WHAT YOU HAVE TO DO
In the records below, find the line containing "box: [29, 152, 276, 393]" and the line containing "214L145 322L172 395L220"; please repeat exactly the lines from one to the other, both included, and nothing more.

Dataset records:
★ ★ ★ ★ ★

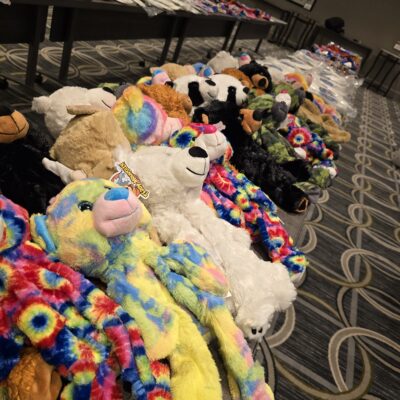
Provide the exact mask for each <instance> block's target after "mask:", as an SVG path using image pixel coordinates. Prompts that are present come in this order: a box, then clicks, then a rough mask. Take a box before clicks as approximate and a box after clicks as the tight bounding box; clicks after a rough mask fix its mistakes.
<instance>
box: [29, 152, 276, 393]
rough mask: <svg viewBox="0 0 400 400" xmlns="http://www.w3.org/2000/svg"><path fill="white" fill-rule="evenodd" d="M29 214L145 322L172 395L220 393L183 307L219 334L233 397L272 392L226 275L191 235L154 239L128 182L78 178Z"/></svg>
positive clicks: (194, 327)
mask: <svg viewBox="0 0 400 400" xmlns="http://www.w3.org/2000/svg"><path fill="white" fill-rule="evenodd" d="M149 148H151V147H149ZM139 152H140V151H139ZM31 219H32V227H33V229H32V234H33V237H34V239H35V241H37V243H39V244H41V245H42V246H44V247H45V248H46V249H47V250H48V251H49V253H50V255H52V256H53V257H57V258H59V259H60V260H62V261H63V262H68V263H69V264H70V265H72V266H74V267H75V268H76V269H79V270H80V271H82V272H83V273H85V274H86V275H88V276H90V277H92V278H97V279H100V280H102V281H103V282H104V283H105V284H106V285H107V291H108V293H109V294H110V295H111V296H112V297H113V298H114V299H115V300H116V301H117V302H119V303H121V304H122V305H123V306H124V308H125V309H126V311H127V312H128V313H129V314H130V315H131V316H132V317H134V318H135V320H136V321H137V323H138V325H139V326H140V327H142V333H143V337H144V342H145V344H146V350H147V351H148V354H149V356H150V357H151V358H154V357H157V356H158V357H167V358H168V360H169V362H170V365H171V369H172V379H171V388H172V393H173V395H174V399H178V400H179V399H188V398H190V399H194V400H196V399H197V400H202V399H221V397H222V393H221V388H220V384H219V377H218V373H217V369H216V366H215V364H214V362H213V360H212V358H211V354H210V353H209V351H208V348H207V346H206V343H205V341H204V340H203V338H202V337H201V335H200V331H199V329H198V327H197V326H196V325H195V324H194V321H193V319H192V317H191V316H189V314H188V312H187V311H186V310H185V309H187V310H189V312H191V313H192V314H193V315H194V316H195V317H196V318H197V319H198V320H199V321H200V322H201V323H202V324H204V325H205V326H206V327H207V328H209V329H210V330H211V331H212V333H213V334H214V335H215V336H216V338H217V340H218V341H219V343H220V347H221V353H222V354H221V355H222V357H223V359H224V361H225V365H226V367H227V370H228V376H229V378H230V383H232V389H233V394H234V396H233V397H234V398H241V399H244V400H255V399H265V400H268V399H270V400H272V399H273V395H272V394H271V392H270V389H269V388H268V387H267V385H266V384H265V381H264V372H263V369H262V368H261V367H260V365H259V364H258V363H255V362H254V361H253V359H252V355H251V350H250V348H249V346H248V344H247V343H246V341H245V339H244V337H243V334H242V333H241V332H240V330H239V329H238V328H237V327H236V326H235V324H234V322H233V318H232V316H231V315H230V313H229V312H228V309H227V307H226V306H225V303H224V300H223V297H222V296H225V295H226V291H227V282H226V278H225V277H224V275H223V274H221V272H220V271H219V270H218V269H217V267H216V266H215V265H214V264H213V263H212V261H211V259H210V257H209V256H208V255H207V253H206V252H205V251H204V249H202V248H201V247H200V246H198V245H195V244H194V243H190V242H182V241H175V242H173V243H170V244H169V245H168V246H161V245H160V244H158V243H155V242H154V241H153V240H152V239H151V238H150V236H149V228H150V227H151V225H152V222H151V217H150V214H149V213H148V211H147V209H146V208H145V207H144V206H143V204H142V203H141V202H140V201H139V200H138V199H137V198H136V197H135V196H134V194H133V192H132V191H131V190H129V189H128V188H126V187H120V186H118V185H116V184H114V183H113V182H110V181H106V180H102V179H91V180H83V181H76V182H73V183H71V184H69V185H68V186H66V188H65V189H64V190H63V191H62V192H61V193H60V194H59V195H58V196H57V198H56V199H55V200H54V202H53V203H52V204H51V205H50V206H49V208H48V209H47V211H46V215H35V216H33V217H32V218H31ZM178 304H180V305H181V306H182V307H184V308H185V309H183V308H182V307H181V306H179V305H178ZM149 398H152V397H151V396H149Z"/></svg>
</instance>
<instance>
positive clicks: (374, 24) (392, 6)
mask: <svg viewBox="0 0 400 400" xmlns="http://www.w3.org/2000/svg"><path fill="white" fill-rule="evenodd" d="M242 1H243V2H244V3H247V4H249V5H251V6H253V7H259V8H262V9H265V10H268V5H267V4H266V3H265V2H264V1H262V0H242ZM268 2H269V3H271V4H274V5H277V6H278V7H281V8H283V9H286V10H290V11H294V12H297V13H300V14H304V15H307V16H309V17H311V18H313V19H315V20H316V21H317V23H319V24H322V25H323V23H324V21H325V19H327V18H329V17H341V18H343V19H344V21H345V35H346V37H348V38H352V39H358V40H359V41H360V42H361V43H363V44H365V45H366V46H368V47H370V48H371V49H372V50H373V53H372V54H371V56H370V57H369V59H368V62H367V65H366V69H365V70H366V71H368V68H369V65H371V63H372V62H373V60H374V58H375V55H376V54H377V53H378V52H379V50H380V49H381V48H385V49H386V50H389V51H391V52H393V53H397V54H398V55H400V52H396V50H394V49H393V45H394V44H395V43H396V41H400V0H317V1H316V4H315V5H314V8H313V9H312V11H311V12H309V11H306V10H303V9H302V8H301V7H299V6H297V5H295V4H293V3H291V2H290V1H287V0H268ZM273 14H274V13H273ZM393 89H394V91H395V92H397V94H399V95H400V78H399V79H398V82H397V84H396V87H395V88H393Z"/></svg>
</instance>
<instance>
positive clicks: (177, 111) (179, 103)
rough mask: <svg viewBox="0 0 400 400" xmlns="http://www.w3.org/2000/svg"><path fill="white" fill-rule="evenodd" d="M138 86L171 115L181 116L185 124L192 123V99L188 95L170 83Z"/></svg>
mask: <svg viewBox="0 0 400 400" xmlns="http://www.w3.org/2000/svg"><path fill="white" fill-rule="evenodd" d="M138 88H139V89H140V90H141V91H142V92H143V93H144V94H145V95H146V96H149V97H151V98H152V99H154V100H155V101H156V102H157V103H158V104H160V105H161V106H162V107H163V108H164V110H165V112H166V113H167V114H168V116H169V117H172V118H180V119H181V120H182V123H183V125H187V124H189V123H190V118H189V114H190V113H191V111H192V100H190V97H189V96H188V95H185V94H183V93H179V92H177V91H176V90H174V89H172V88H171V87H170V86H169V85H161V84H152V85H144V84H139V85H138Z"/></svg>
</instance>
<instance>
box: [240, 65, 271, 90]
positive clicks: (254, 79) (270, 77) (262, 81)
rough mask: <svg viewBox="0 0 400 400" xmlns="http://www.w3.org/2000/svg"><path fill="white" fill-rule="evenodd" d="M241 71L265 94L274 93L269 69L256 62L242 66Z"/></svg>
mask: <svg viewBox="0 0 400 400" xmlns="http://www.w3.org/2000/svg"><path fill="white" fill-rule="evenodd" d="M239 69H240V71H242V72H243V73H245V74H246V75H247V76H248V77H249V78H250V79H251V81H252V82H253V87H255V88H256V89H262V90H264V92H265V93H270V92H271V91H272V86H273V84H272V78H271V75H270V73H269V71H268V68H267V67H265V66H263V65H261V64H258V63H257V62H256V61H251V62H250V63H248V64H244V65H242V66H241V67H240V68H239Z"/></svg>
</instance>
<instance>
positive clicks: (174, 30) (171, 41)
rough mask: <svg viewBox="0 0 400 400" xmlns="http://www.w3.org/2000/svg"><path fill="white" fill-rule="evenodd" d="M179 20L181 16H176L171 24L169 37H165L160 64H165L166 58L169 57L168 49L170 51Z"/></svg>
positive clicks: (168, 36) (161, 64)
mask: <svg viewBox="0 0 400 400" xmlns="http://www.w3.org/2000/svg"><path fill="white" fill-rule="evenodd" d="M178 20H179V18H177V17H175V18H174V21H173V22H172V25H171V29H170V31H169V32H168V36H167V38H166V39H165V42H164V47H163V50H162V53H161V56H160V60H159V64H160V65H163V64H164V63H165V60H166V59H167V56H168V51H169V48H170V46H171V42H172V38H173V37H174V35H175V31H176V27H177V25H178Z"/></svg>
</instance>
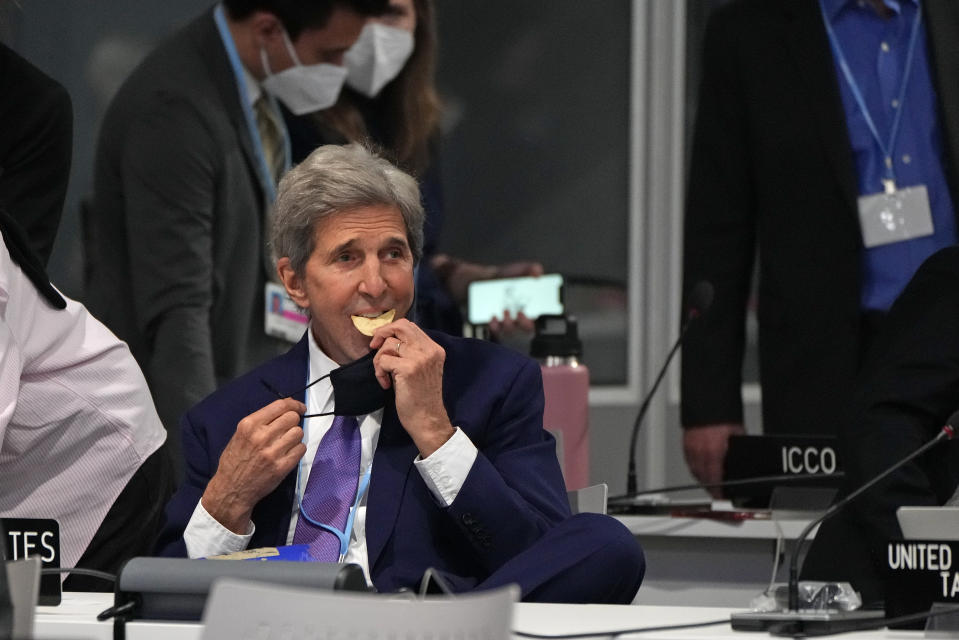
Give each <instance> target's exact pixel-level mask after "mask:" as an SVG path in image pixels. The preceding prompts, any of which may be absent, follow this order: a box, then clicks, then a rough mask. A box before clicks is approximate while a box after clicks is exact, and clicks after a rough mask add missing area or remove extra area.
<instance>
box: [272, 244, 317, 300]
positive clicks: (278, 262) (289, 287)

★ ★ ★ ★ ★

THE ANSWER
box: [29, 152, 276, 393]
rough mask: <svg viewBox="0 0 400 400" xmlns="http://www.w3.org/2000/svg"><path fill="white" fill-rule="evenodd" d="M29 214L145 322L172 395L220 393L183 307L219 334L233 397L272 392L226 275L191 235L154 239L128 182L78 178Z"/></svg>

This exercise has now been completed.